• [Provided passage]:
The Learning Paradigm

Published May 13, 2013 by Mayrbear's Lair


Scholars confirm that to maintain a successful place in today’s global market, there is a need for organizations to be flexible and as a result, today’s CEOs are learning to make necessary adaptations in order to achieve their goals. In addition, because leaders are being bombarded by enormous amounts of external pressure to survive, they have come to understand that learning is the key to their long-term survival and growth. Research indicates that executives are devoting more time to educating their staff and transforming their companies into learning organizations in order to keep up with the expanding global marketplace.  In other words, they are actively seeking opportunities for learning and create an environment with events and activities that support the learning process (Garvin, 2000).


In addition, effective executives acknowledge that their actions create their reality. If they want to see a different reality, they must learn to take measures that employ efficient strategies. This includes plans that are designed with specific goals to achieve the outcomes they envision. Successful leaders in today’s global marketplace are the ones that tackle organizational learning disabilities because they pose a threat to the company’s productivity.  By adopting strategies that support a learning organization, executives are setting up an environment that nurtures new and expansive patterns of thinking, where collective aspiration thrives and people work together on learning how to produce the results they desire. Leaders that have the flexibility to move their organizations toward a learning paradigm know how to ignite and reignite that spark of genuine learning because it helps drive individuals to focus on what really matters.  Strong leaders are capable of bridging teamwork into macro-creativity and create a climate that is free of confining assumptions and mindsets (Senge, 2006).

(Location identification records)
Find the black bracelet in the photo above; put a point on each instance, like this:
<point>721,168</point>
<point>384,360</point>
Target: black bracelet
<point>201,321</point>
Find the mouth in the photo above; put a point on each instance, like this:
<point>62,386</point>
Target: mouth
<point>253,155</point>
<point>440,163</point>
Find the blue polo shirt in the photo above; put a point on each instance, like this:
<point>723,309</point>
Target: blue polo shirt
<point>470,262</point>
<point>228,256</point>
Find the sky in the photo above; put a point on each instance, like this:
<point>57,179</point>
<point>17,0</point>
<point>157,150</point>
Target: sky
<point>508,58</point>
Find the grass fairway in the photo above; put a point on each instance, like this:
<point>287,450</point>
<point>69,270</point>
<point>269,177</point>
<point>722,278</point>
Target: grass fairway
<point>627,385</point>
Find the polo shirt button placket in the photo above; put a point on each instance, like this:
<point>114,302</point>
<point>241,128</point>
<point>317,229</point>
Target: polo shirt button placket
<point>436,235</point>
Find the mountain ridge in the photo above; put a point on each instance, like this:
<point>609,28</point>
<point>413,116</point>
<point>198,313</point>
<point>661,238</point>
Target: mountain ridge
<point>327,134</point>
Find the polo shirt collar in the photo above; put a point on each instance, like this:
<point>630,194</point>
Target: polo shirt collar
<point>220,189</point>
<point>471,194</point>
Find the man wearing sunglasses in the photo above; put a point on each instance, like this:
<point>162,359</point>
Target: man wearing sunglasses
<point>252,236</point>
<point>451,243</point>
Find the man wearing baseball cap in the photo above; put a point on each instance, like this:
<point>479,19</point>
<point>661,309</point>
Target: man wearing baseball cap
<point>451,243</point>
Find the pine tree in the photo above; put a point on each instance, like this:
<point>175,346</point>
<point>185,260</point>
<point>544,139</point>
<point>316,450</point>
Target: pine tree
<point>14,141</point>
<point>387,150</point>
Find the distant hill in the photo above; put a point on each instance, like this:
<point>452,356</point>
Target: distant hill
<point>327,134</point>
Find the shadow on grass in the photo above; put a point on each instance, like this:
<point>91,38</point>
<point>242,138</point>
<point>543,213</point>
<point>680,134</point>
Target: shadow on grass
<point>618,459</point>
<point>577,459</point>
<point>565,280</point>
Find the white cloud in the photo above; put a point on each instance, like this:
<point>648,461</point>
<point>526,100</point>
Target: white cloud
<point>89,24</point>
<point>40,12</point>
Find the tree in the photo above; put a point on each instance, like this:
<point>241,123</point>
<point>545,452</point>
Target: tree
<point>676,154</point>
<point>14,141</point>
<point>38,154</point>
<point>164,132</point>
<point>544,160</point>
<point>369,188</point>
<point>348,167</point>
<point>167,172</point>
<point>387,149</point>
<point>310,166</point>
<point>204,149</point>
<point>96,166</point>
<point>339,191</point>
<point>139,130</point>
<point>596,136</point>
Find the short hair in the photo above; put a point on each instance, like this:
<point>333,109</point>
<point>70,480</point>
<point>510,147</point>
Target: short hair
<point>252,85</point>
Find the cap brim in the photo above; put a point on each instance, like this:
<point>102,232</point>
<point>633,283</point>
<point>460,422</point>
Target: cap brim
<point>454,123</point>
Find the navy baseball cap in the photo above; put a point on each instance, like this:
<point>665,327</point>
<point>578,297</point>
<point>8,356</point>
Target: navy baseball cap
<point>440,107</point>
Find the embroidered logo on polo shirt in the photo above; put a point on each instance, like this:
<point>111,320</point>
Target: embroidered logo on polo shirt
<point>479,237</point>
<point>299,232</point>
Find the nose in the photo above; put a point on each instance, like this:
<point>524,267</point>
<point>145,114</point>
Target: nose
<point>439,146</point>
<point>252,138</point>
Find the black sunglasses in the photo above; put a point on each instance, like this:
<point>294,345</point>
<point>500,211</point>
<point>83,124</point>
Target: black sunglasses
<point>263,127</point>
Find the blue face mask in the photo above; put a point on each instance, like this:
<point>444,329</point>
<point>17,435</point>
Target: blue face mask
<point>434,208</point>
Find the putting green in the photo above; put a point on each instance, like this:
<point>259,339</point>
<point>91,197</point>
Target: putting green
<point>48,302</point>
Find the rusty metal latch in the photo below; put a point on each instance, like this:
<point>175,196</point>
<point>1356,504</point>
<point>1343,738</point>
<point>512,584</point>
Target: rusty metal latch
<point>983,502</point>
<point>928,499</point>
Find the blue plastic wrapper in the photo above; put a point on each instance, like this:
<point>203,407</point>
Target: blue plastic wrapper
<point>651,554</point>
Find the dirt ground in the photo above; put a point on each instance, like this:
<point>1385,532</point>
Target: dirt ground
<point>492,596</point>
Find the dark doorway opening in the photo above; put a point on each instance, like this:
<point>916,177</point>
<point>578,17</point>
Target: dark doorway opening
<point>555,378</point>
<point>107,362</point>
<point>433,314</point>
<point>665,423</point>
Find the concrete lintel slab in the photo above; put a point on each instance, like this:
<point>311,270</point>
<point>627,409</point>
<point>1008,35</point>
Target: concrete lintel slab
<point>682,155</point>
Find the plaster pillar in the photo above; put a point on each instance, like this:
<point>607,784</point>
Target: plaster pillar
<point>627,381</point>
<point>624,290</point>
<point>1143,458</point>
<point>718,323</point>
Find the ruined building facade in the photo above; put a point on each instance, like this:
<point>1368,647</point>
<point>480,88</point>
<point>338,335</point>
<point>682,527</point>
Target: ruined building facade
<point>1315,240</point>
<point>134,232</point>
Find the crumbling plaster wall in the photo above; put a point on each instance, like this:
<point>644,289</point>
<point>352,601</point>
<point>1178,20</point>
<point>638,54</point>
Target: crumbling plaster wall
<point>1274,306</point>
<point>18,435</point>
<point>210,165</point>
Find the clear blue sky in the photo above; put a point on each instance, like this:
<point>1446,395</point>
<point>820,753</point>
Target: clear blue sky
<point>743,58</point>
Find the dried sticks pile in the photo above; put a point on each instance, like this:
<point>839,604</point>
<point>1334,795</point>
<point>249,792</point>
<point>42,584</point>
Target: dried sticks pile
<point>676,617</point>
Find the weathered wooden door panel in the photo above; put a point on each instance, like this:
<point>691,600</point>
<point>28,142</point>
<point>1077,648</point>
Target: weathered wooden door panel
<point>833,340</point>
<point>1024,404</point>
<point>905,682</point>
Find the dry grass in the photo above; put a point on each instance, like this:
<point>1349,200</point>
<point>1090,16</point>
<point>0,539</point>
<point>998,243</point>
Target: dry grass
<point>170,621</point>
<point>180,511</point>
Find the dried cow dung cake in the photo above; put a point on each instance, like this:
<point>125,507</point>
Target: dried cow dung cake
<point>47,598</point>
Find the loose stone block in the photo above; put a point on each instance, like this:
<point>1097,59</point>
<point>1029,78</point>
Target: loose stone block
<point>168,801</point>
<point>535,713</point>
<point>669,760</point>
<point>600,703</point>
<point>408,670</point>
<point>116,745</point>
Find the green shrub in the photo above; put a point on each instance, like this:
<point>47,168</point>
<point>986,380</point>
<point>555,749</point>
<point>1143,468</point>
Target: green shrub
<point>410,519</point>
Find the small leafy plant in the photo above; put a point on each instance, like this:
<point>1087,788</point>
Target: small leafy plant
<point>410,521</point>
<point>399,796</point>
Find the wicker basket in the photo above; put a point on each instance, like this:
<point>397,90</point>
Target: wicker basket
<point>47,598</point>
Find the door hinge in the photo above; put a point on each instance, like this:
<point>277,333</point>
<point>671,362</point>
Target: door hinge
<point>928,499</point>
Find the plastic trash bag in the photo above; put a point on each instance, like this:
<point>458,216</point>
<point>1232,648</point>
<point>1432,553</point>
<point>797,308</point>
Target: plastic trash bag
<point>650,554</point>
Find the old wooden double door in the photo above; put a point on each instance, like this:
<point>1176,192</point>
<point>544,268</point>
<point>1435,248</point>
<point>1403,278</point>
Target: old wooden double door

• [Directions]:
a) According to the learning paradigm post, what do leaders now understand is the key to their long-term survival and growth?
b) Carry on the post about the learning paradigm, picking up after its final sentence.

• [Answers to the exercise]:
a) Learning.

b)
People learn faster when they put their knowledge into action solving problems. Marquardt et al. (2009) refer to this as action learning.  The emphasis on learning is what makes this process strategic rather than tactical in equipping leaders to respond to change more effectively.  Simply translated it is the dynamic process that involves a small group of people working together to solve real organizational problems, while focusing on how their learning can benefit individuals, groups, and the organization as a whole (Marquardt, Skipton, Freedman, & Hill, 2009). I believe successful leaders in today’s organizations must have the flexibility to move their institutions toward a learning paradigm, by applying superior active listening and developing skills that will improve individual, team, and organizational performances. In conclusion, leaders that are flexible and adapt a learning paradigm will most likely outlast those that are too rigid and resistant to change.



Garvin, D. (2000). Learning in action: A guide to putting the learning organization to work. Boston, MA: Harvard Business School Press.

Marquardt, M., Skipton, L., Freedman, A., & Hill, C. (2009). Action learning for developing leaders and organizations: Principles, strategies and cases. Washington, DC: American Psychological Association.

Senge, P. (2006). The fifth discipline: The art and practice of the learning organization. New York, NY: Doubleday Publishing.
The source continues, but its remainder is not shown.